>>>>
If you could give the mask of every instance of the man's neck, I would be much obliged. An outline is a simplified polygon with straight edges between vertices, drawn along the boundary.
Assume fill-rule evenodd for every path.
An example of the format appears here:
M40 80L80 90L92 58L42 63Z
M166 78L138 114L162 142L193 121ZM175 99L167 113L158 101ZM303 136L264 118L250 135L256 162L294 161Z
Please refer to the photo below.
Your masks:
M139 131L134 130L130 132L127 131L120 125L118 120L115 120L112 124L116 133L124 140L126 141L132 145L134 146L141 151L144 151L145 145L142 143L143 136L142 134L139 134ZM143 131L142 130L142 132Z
<<<<
Arrange every row above as a Markdown table with two columns, No. and Line. Number the rows in order and leave out any blank lines.

_WORKED ANSWER_.
| No. | Line |
|---|---|
| 1 | If you could give the mask of every instance of the man's neck, I would be much obliged. An outline is a simplified polygon with straight edges between vertices, drawn along the boundary. |
| 2 | Assume fill-rule evenodd for every path. |
| 3 | An example of the format appears here: |
| 4 | M40 80L80 90L92 58L42 63Z |
| 5 | M166 78L138 114L162 142L193 121ZM175 99L167 113L158 101ZM303 136L264 118L250 135L256 162L294 161Z |
| 6 | Please refer to the photo below. |
| 7 | Your masks: |
| 8 | M139 131L134 130L130 132L127 131L120 125L118 120L115 120L112 124L116 133L124 140L126 141L132 145L134 146L141 151L144 151L145 145L142 143L143 136L142 134L139 134ZM143 131L142 130L142 132Z |